__WHAT IS REQUIRED__:
Tally the lines below that contain the word "clear", and reply with the count alone.

**** RECORD LIST ****

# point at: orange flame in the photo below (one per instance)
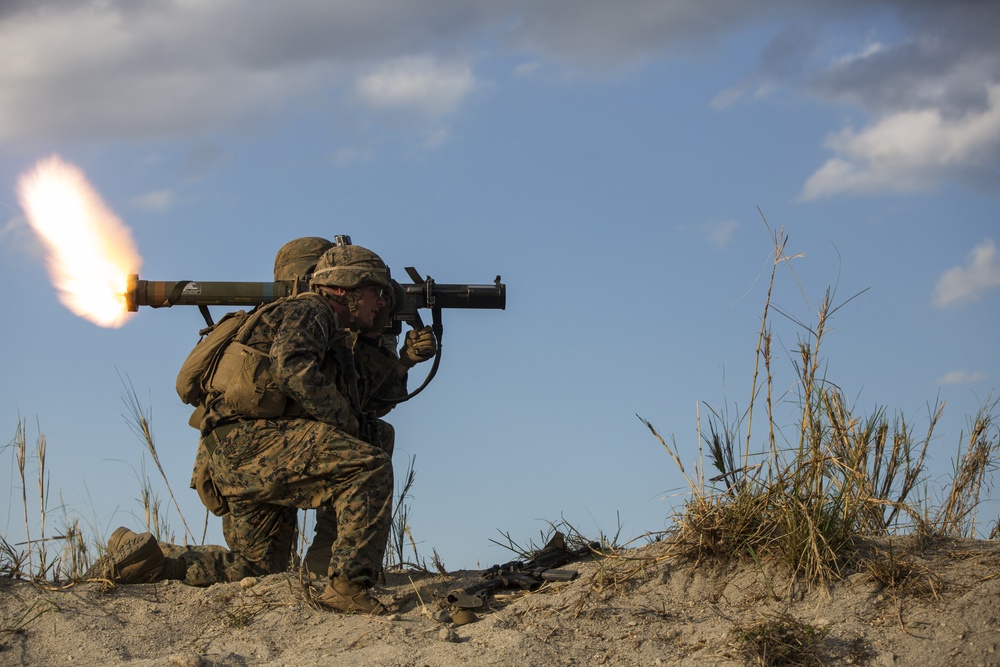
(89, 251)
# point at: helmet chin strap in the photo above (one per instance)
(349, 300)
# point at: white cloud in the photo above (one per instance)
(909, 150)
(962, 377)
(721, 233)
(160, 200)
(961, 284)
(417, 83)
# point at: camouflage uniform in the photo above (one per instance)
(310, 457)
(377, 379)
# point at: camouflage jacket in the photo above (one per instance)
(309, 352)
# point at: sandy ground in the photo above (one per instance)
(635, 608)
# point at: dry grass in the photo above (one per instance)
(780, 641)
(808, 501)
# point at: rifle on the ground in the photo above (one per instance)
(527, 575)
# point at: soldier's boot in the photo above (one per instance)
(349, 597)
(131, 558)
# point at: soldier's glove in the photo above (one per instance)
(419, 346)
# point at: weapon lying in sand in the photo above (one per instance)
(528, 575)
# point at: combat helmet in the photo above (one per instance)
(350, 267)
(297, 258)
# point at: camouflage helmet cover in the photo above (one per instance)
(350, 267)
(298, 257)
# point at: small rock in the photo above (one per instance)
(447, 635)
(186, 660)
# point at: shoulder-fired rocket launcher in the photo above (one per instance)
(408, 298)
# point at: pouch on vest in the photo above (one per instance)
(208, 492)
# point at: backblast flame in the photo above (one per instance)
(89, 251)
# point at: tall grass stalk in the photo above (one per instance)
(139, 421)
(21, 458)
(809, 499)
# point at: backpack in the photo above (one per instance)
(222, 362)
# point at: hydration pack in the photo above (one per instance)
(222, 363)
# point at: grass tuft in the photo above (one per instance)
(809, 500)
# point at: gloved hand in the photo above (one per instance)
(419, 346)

****
**** RECORD LIST ****

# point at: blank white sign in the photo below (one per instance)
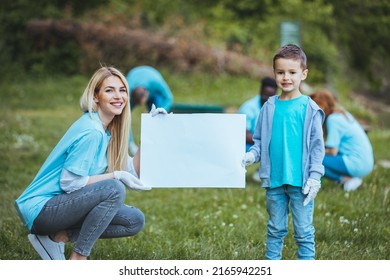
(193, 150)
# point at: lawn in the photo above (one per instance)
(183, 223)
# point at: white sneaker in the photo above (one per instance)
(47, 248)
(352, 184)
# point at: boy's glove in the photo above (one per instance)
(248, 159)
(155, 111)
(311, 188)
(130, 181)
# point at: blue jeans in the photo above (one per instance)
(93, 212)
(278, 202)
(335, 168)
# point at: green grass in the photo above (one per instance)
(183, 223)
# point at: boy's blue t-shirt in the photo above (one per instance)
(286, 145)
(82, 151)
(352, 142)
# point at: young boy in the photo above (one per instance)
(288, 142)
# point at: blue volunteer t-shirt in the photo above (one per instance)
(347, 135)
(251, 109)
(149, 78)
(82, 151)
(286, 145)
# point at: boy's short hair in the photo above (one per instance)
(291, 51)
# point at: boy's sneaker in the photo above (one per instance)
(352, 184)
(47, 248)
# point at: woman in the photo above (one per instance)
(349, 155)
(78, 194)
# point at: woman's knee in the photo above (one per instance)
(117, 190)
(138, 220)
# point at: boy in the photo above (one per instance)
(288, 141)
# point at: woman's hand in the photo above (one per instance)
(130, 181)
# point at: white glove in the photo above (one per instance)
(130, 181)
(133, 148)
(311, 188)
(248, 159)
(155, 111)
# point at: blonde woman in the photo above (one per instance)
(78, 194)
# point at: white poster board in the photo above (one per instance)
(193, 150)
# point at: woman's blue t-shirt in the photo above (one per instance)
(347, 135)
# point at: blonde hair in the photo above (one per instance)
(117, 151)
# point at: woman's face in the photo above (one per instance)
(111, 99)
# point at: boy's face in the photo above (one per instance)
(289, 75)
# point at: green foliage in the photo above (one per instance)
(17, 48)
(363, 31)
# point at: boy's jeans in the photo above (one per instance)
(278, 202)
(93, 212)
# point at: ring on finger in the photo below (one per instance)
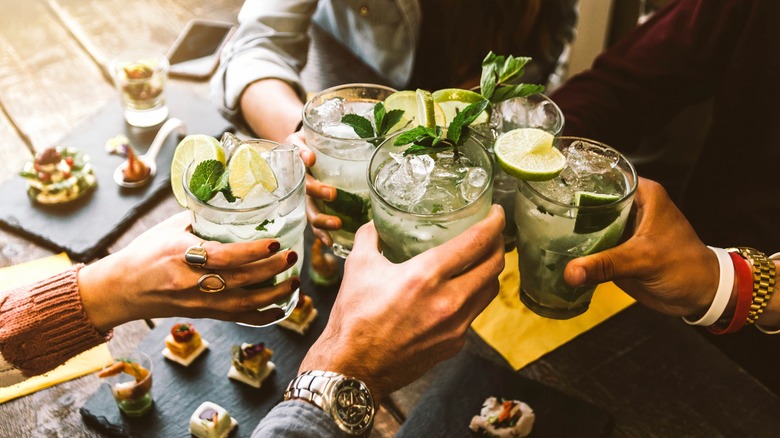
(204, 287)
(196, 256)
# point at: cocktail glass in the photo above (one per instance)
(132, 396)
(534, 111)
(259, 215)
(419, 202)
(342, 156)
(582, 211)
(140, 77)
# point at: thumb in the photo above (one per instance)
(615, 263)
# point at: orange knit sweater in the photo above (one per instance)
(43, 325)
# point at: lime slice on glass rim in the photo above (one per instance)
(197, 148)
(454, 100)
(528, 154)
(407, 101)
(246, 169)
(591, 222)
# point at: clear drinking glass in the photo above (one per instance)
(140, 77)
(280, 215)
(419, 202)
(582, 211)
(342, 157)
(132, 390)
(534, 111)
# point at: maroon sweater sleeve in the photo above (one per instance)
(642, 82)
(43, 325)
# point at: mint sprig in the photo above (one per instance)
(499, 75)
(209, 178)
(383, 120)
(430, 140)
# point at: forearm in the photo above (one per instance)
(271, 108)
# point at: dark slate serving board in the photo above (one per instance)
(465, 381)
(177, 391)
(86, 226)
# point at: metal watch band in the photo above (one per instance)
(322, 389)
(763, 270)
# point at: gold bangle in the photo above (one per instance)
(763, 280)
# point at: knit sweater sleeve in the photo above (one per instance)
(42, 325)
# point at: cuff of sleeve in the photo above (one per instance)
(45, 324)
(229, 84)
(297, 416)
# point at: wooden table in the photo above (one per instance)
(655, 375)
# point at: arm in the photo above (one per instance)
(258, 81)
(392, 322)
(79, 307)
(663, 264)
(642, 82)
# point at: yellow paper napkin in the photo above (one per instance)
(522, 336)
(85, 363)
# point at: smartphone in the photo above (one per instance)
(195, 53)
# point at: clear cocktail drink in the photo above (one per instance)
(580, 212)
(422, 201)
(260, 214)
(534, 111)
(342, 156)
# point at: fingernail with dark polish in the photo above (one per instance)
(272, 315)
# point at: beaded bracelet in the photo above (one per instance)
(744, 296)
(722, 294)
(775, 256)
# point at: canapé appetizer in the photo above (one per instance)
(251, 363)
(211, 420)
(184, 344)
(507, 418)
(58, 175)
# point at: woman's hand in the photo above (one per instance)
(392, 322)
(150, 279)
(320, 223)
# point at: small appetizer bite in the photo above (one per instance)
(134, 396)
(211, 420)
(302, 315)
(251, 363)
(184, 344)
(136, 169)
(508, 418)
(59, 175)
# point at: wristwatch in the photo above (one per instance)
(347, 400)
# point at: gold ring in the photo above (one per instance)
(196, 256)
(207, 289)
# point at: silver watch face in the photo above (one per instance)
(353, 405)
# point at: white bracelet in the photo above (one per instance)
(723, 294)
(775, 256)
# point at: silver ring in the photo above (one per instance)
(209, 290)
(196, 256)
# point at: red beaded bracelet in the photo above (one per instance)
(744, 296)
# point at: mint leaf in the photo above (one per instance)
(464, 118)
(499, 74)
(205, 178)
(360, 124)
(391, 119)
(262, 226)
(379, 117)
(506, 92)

****

__FINISHED EXERCISE__:
2